◆ Task ◆
Which lines of the data contain the string "coat"? Copy every one of them.

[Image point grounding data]
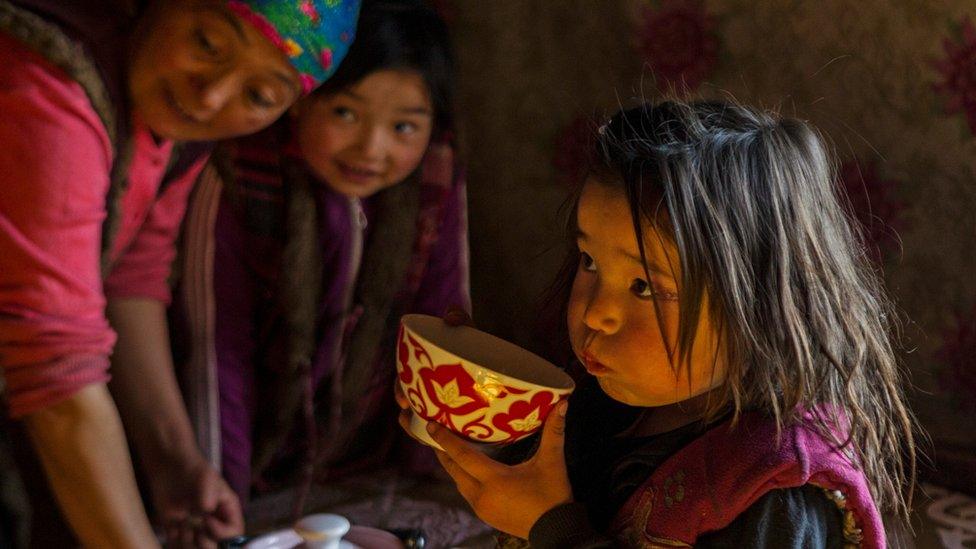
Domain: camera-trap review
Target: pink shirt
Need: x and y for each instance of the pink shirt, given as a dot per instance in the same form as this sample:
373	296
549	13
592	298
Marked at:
55	161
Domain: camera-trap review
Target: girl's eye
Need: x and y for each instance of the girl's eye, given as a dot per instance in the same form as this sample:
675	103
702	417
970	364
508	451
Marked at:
644	290
405	128
345	114
586	262
206	44
256	97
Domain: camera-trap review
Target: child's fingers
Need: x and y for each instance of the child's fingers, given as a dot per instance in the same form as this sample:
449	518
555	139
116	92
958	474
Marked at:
467	485
472	461
400	397
553	436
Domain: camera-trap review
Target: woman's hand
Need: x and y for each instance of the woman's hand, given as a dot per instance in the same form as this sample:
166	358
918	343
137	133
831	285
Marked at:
196	507
509	497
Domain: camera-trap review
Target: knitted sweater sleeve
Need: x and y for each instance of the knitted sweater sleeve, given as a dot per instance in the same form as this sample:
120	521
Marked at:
55	159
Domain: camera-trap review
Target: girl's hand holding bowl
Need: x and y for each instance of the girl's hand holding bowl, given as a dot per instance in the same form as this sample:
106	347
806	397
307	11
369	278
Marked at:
474	388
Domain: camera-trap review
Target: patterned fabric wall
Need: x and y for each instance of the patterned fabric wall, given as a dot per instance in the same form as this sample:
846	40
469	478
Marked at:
892	84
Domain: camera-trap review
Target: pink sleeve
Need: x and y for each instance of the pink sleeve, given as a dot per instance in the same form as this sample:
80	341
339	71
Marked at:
144	268
54	172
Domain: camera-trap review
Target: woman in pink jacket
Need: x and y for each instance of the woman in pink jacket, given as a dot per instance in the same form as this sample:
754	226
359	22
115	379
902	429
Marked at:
106	105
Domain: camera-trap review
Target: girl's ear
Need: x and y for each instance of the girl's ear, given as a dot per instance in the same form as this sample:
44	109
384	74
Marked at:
296	110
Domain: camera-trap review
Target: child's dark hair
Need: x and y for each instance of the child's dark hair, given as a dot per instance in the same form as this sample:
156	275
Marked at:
767	243
401	34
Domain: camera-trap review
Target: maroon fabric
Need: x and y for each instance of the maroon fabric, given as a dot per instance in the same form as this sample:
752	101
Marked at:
706	485
247	274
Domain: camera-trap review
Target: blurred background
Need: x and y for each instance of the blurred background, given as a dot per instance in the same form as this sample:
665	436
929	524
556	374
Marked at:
892	85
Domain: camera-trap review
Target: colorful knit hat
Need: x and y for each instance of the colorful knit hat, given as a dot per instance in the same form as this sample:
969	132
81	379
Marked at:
314	34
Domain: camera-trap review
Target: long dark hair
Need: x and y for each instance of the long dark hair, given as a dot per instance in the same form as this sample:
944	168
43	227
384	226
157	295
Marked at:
401	34
768	244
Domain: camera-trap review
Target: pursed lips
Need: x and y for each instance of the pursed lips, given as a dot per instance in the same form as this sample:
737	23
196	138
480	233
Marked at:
593	365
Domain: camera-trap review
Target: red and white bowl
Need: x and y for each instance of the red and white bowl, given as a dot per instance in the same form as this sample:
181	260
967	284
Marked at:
481	387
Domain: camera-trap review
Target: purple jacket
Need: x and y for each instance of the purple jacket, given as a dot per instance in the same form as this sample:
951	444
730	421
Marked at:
237	326
707	484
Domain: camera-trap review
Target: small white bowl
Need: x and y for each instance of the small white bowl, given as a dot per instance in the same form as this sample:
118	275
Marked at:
481	387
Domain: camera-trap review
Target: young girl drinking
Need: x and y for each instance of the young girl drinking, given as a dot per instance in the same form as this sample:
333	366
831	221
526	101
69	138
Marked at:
740	388
107	105
330	225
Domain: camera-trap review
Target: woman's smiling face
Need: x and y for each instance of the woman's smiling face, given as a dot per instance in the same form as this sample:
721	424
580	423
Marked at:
613	327
199	72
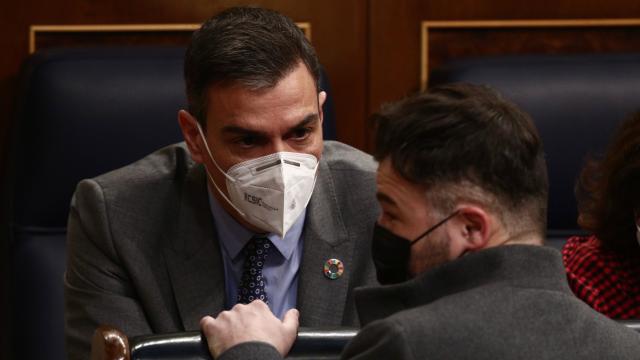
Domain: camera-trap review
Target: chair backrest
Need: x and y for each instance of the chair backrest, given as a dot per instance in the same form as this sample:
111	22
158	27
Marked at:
110	344
82	112
576	102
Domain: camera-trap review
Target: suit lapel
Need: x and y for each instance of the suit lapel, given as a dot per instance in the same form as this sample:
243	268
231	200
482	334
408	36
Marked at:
192	253
321	301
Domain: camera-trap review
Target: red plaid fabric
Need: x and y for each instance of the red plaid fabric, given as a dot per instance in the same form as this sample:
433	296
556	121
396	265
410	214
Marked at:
606	280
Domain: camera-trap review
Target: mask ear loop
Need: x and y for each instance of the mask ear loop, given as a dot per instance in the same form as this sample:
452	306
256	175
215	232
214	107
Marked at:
206	146
635	220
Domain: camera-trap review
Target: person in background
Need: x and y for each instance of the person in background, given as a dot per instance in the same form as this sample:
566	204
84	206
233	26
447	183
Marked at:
603	268
462	184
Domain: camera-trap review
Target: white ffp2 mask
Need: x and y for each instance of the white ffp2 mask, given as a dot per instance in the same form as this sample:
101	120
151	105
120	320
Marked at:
269	192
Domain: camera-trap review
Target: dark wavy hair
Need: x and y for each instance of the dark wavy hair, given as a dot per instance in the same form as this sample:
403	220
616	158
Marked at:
251	46
608	189
464	133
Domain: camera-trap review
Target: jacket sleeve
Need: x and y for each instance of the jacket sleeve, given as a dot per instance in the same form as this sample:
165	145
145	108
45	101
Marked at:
382	339
98	290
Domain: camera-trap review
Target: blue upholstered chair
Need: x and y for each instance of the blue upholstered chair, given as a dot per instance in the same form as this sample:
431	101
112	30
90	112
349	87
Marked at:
82	112
576	101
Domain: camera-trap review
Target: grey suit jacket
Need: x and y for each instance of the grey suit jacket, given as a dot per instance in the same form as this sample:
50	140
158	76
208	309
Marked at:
509	302
143	254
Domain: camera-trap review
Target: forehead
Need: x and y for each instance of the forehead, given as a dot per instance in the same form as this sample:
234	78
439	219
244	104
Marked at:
267	110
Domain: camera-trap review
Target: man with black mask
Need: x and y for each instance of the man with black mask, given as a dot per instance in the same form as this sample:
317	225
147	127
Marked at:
463	188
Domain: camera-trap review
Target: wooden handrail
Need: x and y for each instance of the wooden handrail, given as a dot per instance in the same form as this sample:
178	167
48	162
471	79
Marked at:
109	343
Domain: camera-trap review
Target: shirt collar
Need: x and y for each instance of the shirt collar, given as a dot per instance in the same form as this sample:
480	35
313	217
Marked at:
235	236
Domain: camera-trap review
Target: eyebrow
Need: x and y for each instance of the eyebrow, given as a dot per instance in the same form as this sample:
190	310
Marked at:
238	130
384	198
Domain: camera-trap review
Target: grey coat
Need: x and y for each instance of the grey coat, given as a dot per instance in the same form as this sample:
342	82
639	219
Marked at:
509	302
143	255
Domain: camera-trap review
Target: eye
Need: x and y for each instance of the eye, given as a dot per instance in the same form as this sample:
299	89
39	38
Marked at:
301	133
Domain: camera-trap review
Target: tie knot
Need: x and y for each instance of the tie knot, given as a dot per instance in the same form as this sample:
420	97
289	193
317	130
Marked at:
252	284
258	246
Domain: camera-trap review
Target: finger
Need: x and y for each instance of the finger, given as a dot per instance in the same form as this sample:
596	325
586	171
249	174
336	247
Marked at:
290	320
206	322
259	304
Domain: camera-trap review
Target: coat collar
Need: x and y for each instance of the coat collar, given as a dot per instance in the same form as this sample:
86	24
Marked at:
322	301
516	265
192	253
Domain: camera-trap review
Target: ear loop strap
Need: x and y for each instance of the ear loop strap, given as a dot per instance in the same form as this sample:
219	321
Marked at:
204	140
434	227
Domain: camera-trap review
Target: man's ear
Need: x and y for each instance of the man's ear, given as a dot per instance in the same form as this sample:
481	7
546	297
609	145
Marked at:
189	126
475	227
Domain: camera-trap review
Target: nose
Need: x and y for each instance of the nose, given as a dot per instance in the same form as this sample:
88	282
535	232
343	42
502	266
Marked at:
279	145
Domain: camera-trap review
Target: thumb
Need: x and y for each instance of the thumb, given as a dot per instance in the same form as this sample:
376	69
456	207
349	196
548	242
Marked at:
290	321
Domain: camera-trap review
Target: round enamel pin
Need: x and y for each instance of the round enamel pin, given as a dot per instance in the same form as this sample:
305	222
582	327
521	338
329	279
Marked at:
333	269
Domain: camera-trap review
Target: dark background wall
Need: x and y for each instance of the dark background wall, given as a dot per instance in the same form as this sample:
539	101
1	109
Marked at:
370	48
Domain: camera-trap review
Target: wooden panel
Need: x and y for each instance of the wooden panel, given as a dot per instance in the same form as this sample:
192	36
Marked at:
442	41
395	29
44	36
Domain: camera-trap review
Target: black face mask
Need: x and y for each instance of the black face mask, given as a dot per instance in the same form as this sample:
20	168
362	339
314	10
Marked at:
391	253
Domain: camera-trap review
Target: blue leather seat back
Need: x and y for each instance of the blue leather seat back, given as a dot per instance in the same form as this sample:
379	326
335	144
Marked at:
82	112
576	102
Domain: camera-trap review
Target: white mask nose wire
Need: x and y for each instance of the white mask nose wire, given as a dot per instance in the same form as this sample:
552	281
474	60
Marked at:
206	146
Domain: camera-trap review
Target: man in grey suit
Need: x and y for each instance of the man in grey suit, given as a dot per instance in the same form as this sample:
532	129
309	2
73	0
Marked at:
463	189
253	205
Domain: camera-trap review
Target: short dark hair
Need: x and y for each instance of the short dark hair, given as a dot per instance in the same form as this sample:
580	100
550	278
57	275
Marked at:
250	46
608	189
466	134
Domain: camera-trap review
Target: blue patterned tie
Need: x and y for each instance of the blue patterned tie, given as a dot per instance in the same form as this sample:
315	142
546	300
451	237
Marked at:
252	282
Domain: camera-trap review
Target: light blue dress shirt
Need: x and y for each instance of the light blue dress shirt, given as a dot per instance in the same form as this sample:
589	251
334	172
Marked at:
280	270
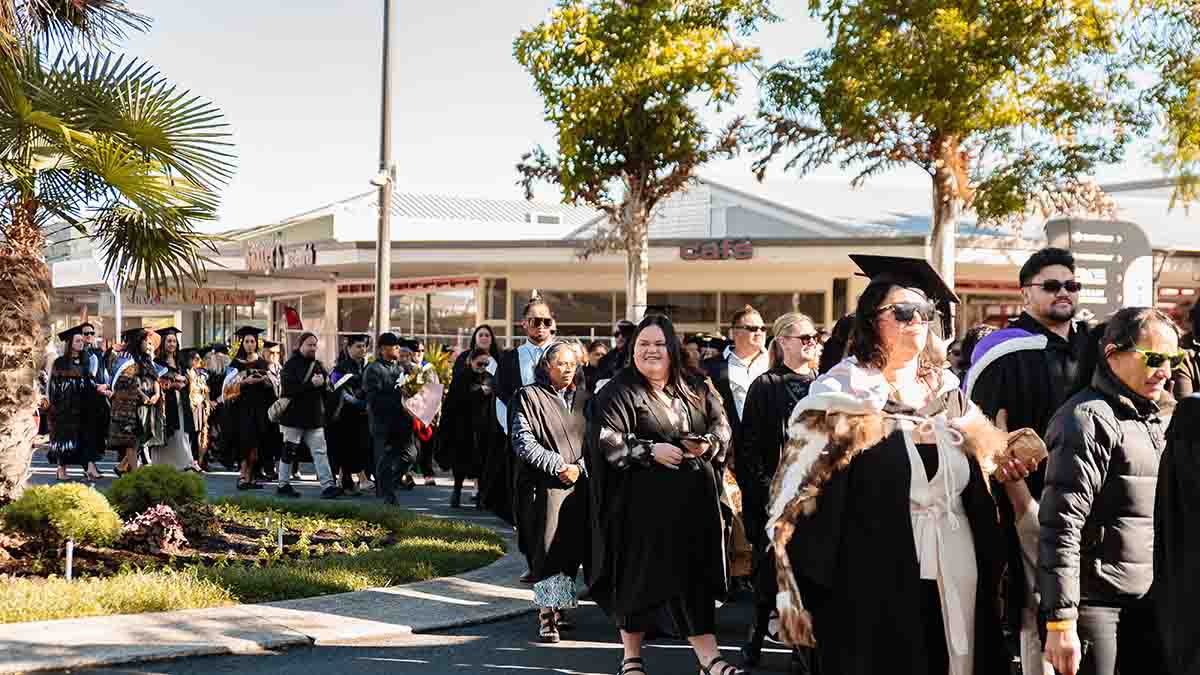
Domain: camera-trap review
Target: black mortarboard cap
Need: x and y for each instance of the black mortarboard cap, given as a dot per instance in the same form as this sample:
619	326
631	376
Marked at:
72	332
910	273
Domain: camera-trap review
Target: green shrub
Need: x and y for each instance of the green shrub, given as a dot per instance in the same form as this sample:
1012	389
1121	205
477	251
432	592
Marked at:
69	511
156	484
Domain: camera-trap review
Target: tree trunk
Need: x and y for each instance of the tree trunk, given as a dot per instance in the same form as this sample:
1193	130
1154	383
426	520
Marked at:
24	305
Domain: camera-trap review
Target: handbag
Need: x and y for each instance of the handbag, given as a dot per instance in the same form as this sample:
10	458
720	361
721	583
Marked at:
281	405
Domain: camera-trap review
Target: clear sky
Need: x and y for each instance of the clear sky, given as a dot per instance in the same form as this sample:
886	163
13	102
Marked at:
299	83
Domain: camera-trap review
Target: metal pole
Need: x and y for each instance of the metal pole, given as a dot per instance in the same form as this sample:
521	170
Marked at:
383	238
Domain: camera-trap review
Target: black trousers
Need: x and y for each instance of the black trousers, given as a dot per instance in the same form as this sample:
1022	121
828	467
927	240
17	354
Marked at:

◆ Result of this task ◆
Target: grey coat
Need: x and y for each instance of the grey coat, given as a dot per instance in the same form as this sample:
Target: coat collar
Need: x and y for each instance of the coat collar, given as a dot per instance in the same form as this sample:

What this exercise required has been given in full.